#### PROBLEMS TO SOLVE:
A - Return everything in the passage on unhappiness from "When we fail to listen" down to "someone or something.", copied word for word.
B - Supply the next part of the passage on the causes of unhappiness, picking up after its final sentence.

5. We are unhappy when we fail to follow our heart's desire and true purpose in life.
When we fail to listen to the whispers from our Soul we dishonour our Self and inner needs to move in a certain direction. The more we do not listen the more angry and sad we get. Extreme sadness can stem from ignoring our Soul's purpose. In times when this happens we need to be able to vision and dream to find what our heart really wants. The hard part is then determining whether or not it is something we can do full time or part time and if it generates income. Sometimes it does not necessarily mean income but we must move towards incorporating it into our lives in some way. Often our ego procrastinates and our Soul wants us to move. The conflict we feel between ego and Soul is the pain that we feel. When we act in alignment with our Soul we can operate in the flow of life and life become enjoyable and easy.
6. We feel unhappy when we feel grief and the loss of someone or something.
Loss and grief are often hard to lift out of. Depending on the severity of the loss grief can debilitate us and prevent us from happiness for long periods. If we lose a loved one it is very hard to focus on other people that bring us the love and joy that our loved one represented to us. But over time the only way to move on is to realise that nature abhors a vacuum, and love can come from other people and sources in our life. We need to move from grief to feeling love in their absence. Feeling love for someone when they are no longer here is still possible without the grief. It is a fine line between feeling the loss of someone and the feeling that the love for them is still with us. One is love and the other feeling is grief.

#### RECORDED DATA:
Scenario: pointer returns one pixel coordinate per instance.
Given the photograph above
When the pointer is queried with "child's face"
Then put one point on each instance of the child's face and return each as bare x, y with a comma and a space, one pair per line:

#### PER-TASK OUTPUTS:
A -
When we fail to listen to the whispers from our Soul we dishonour our Self and inner needs to move in a certain direction. The more we do not listen the more angry and sad we get. Extreme sadness can stem from ignoring our Soul's purpose. In times when this happens we need to be able to vision and dream to find what our heart really wants. The hard part is then determining whether or not it is something we can do full time or part time and if it generates income. Sometimes it does not necessarily mean income but we must move towards incorporating it into our lives in some way. Often our ego procrastinates and our Soul wants us to move. The conflict we feel between ego and Soul is the pain that we feel. When we act in alignment with our Soul we can operate in the flow of life and life become enjoyable and easy.
6. We feel unhappy when we feel grief and the loss of someone or something.

B -
Emotional intelligence is the ability to decode emotions and understand which part of us that needs attention. Every emotion needs to be felt and released so that we can free our self from lower vibrating emotions such as fear, guilt and grief towards more positive emotions such as pure desire, expectancy and joy.
By feeling emotions we can discover the deeper issues and themes that play out within us that need resolving. When we change our perspective on life we can change our emotional reaction to people and events. There are always positives in every negative and vise versa. When we weigh up all positives and try and look at the bigger picture playing out for us in life we can free our self up from the emotional pain that comes with focusing on the negatives - either real or imagined.
Are we focused on the negatives or the positives, or do we see both? Balanced mind is where we can see both sides but remain in a state of non-reaction and gratitude at all times.
The end of the year is almost upon us again and I take this opportunity to wish you all a great festive season and a joyful and prosperous 2007.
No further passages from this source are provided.